Data:
• • • • •
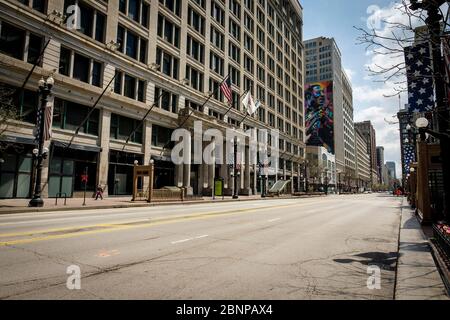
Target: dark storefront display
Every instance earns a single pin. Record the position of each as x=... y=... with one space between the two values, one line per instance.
x=120 y=173
x=16 y=172
x=66 y=168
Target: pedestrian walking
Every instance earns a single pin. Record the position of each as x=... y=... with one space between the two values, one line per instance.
x=99 y=193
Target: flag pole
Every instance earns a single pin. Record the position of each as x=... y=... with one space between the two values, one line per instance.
x=232 y=103
x=192 y=111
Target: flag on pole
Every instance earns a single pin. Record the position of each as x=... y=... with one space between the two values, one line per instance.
x=225 y=87
x=420 y=78
x=446 y=43
x=250 y=104
x=48 y=119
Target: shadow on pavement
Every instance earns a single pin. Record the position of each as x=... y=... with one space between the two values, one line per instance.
x=385 y=261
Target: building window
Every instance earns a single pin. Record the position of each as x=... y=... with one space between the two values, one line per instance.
x=248 y=63
x=161 y=136
x=248 y=42
x=93 y=22
x=235 y=75
x=248 y=22
x=122 y=127
x=190 y=105
x=166 y=100
x=217 y=38
x=196 y=21
x=235 y=30
x=136 y=10
x=214 y=87
x=169 y=65
x=168 y=31
x=216 y=63
x=195 y=49
x=234 y=52
x=38 y=5
x=69 y=115
x=235 y=8
x=172 y=5
x=218 y=13
x=195 y=77
x=79 y=67
x=131 y=44
x=20 y=44
x=129 y=86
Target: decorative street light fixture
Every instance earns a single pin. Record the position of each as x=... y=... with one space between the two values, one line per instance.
x=41 y=153
x=434 y=21
x=236 y=172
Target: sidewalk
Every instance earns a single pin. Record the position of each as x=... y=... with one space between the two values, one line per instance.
x=10 y=206
x=417 y=275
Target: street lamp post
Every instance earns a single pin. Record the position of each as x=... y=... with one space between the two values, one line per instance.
x=236 y=172
x=41 y=153
x=433 y=21
x=306 y=177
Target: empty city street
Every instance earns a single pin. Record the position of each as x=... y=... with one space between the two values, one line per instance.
x=313 y=248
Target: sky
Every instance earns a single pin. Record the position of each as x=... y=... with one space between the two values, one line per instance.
x=337 y=18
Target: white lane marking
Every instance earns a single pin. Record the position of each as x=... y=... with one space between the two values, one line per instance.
x=182 y=241
x=190 y=239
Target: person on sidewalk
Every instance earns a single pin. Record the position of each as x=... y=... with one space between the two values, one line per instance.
x=99 y=193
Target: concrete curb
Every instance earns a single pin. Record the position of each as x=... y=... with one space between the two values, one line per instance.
x=133 y=205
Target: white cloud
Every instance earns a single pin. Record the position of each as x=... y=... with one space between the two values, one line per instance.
x=373 y=100
x=350 y=73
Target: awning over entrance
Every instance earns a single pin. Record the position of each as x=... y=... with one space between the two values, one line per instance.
x=77 y=146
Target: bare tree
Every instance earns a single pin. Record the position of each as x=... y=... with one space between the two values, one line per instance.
x=401 y=29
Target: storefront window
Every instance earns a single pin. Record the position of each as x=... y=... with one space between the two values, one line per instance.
x=122 y=127
x=69 y=115
x=161 y=137
x=15 y=176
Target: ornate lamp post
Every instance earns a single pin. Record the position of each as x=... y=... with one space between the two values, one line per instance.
x=236 y=173
x=41 y=153
x=433 y=21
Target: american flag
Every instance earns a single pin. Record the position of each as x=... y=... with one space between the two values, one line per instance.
x=446 y=45
x=420 y=78
x=408 y=157
x=47 y=118
x=225 y=87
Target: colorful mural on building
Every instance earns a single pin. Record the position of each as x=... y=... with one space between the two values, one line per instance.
x=319 y=115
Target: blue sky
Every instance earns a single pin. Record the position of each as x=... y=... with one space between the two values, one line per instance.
x=337 y=18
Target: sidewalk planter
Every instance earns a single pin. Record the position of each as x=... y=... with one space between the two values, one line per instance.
x=442 y=235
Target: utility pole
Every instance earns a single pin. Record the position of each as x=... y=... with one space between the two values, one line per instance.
x=41 y=153
x=433 y=21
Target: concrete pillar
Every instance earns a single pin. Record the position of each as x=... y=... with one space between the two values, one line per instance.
x=187 y=171
x=44 y=174
x=147 y=148
x=103 y=161
x=255 y=179
x=179 y=175
x=212 y=170
x=247 y=190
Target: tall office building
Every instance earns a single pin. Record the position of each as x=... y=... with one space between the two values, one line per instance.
x=380 y=165
x=329 y=104
x=391 y=166
x=363 y=167
x=368 y=132
x=170 y=54
x=408 y=147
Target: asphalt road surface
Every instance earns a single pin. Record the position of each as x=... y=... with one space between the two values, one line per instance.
x=317 y=248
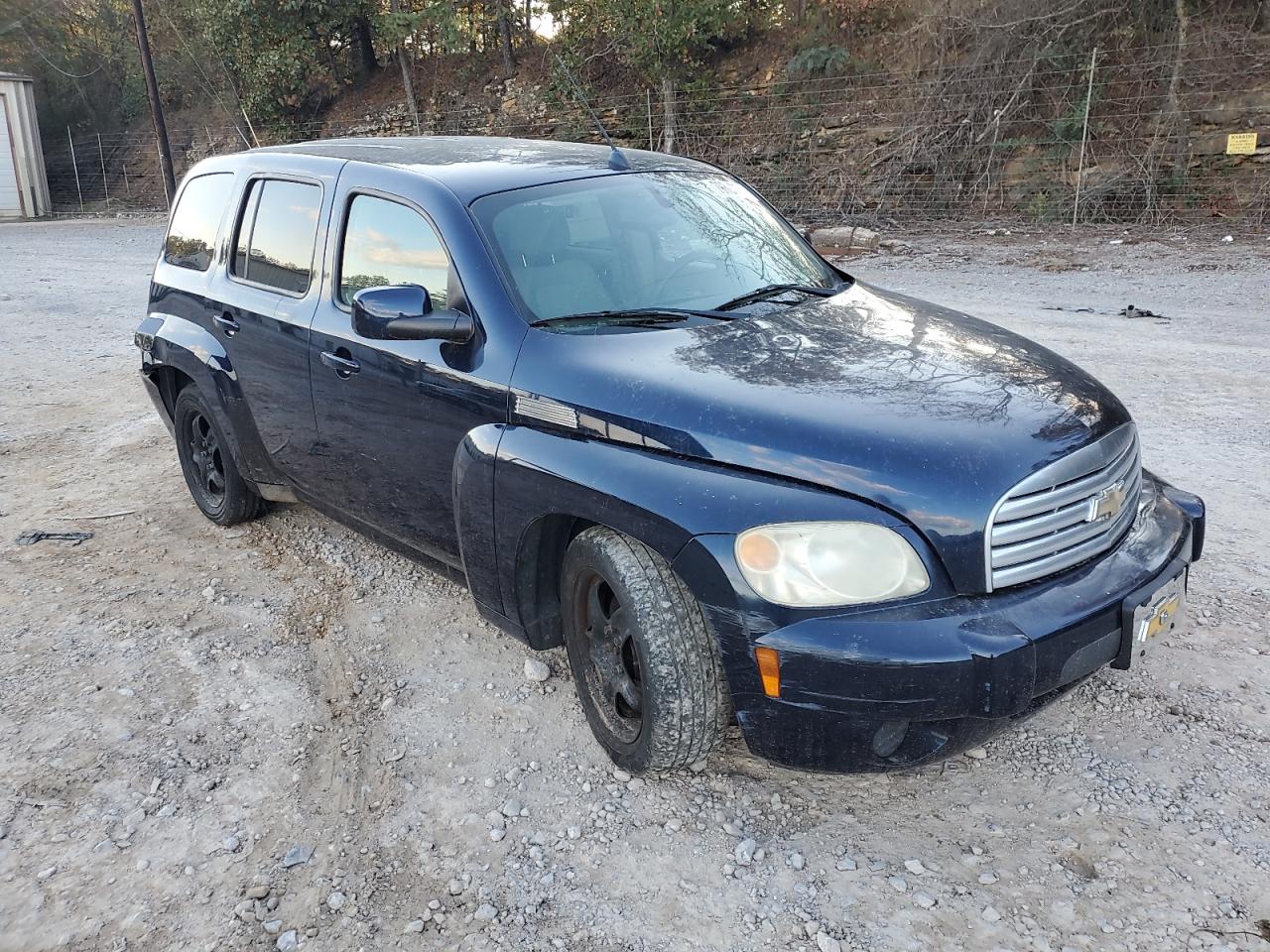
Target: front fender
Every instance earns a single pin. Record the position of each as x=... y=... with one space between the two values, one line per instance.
x=171 y=341
x=661 y=499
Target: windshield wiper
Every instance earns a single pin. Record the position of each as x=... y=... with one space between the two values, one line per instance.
x=631 y=315
x=774 y=290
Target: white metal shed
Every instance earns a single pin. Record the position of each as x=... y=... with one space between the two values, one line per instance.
x=23 y=182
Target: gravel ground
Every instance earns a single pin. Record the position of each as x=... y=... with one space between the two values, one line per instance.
• • • • •
What you are asked to do: Pull from the listing, unchanged, the lines that begin at the one containing "Target: storefront window" and stop after the one containing "x=408 y=147", with both of those lines included.

Final answer:
Target: storefront window
Every instance earns a single pin. Record the position of each as x=... y=... with one space between the two values, one line per instance.
x=122 y=127
x=69 y=115
x=161 y=137
x=15 y=176
Target: ornate lamp post
Every instance earns a single pin. Record the position of each as x=... y=... with one space between the two values, one line per instance.
x=236 y=173
x=41 y=153
x=433 y=21
Target: american flag
Every instance earns a single pin. Record the position of each as x=... y=... with one space between the two values, one line per instance.
x=446 y=45
x=420 y=78
x=408 y=157
x=47 y=118
x=225 y=87
Target: colorful mural on building
Every instance earns a single pin. Record the position of each as x=... y=... with one space between the two values, one line per instance.
x=319 y=115
Target: blue sky
Every instance earns a single pin. Record the position of each as x=... y=... with one space between the two values, one line per instance.
x=337 y=18
Target: sidewalk planter
Every instance earns a single pin. Record the position of each as x=... y=... with one space between the two values, one line per instance.
x=442 y=235
Target: utility pole
Every instance earns a single pin. Record the position of each as x=... y=... with one space between the two values, one line per instance.
x=41 y=153
x=433 y=21
Target: concrete pillar
Every instance earns a single pin. Record the position of each as x=... y=... with one space between the two values, one line per instance.
x=187 y=171
x=44 y=174
x=147 y=148
x=103 y=161
x=255 y=179
x=179 y=175
x=212 y=170
x=247 y=190
Target: tall office building
Every instance earns a single pin. Record the position of each as x=... y=... with one space between the two values, one line per instance.
x=380 y=165
x=329 y=104
x=391 y=166
x=363 y=167
x=368 y=132
x=170 y=54
x=408 y=147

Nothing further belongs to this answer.